▶ [Supplied data]
- Opening Delimiter -

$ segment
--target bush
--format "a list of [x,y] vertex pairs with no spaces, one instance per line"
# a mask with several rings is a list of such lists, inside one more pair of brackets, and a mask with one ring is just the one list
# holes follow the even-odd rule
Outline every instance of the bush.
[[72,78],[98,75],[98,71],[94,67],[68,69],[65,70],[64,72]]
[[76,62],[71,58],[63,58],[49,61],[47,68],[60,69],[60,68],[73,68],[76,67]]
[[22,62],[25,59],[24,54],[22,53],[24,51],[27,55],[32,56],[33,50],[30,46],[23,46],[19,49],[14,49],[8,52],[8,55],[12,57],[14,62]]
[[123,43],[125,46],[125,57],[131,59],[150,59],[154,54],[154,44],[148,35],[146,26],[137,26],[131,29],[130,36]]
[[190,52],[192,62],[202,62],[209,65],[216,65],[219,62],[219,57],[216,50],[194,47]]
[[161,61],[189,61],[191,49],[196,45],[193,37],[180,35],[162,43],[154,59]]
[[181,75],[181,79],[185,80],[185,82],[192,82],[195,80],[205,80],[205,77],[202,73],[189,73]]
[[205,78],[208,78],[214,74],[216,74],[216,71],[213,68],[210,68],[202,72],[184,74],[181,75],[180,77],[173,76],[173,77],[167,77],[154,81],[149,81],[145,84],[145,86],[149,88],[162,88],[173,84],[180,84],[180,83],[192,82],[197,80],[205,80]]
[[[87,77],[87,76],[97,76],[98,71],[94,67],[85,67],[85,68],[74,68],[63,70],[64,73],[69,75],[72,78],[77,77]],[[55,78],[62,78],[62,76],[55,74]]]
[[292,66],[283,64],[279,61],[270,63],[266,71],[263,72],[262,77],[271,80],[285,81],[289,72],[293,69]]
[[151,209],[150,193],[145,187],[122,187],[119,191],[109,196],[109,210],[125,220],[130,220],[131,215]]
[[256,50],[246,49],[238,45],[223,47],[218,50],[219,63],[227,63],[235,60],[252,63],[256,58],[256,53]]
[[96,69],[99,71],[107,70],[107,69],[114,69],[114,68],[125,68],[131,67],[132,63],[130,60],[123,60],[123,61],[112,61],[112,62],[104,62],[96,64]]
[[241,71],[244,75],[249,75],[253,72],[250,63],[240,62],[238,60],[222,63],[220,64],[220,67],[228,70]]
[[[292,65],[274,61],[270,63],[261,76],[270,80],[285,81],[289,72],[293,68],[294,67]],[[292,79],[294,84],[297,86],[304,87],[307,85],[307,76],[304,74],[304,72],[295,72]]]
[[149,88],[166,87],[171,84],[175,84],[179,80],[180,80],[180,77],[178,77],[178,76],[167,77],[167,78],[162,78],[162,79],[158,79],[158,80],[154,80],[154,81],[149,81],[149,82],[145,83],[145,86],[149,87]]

- Closing Delimiter -

▶ [Problem details] In the listing above, count each line that holds the string "instance". Give the number only.

▶ [Result] 2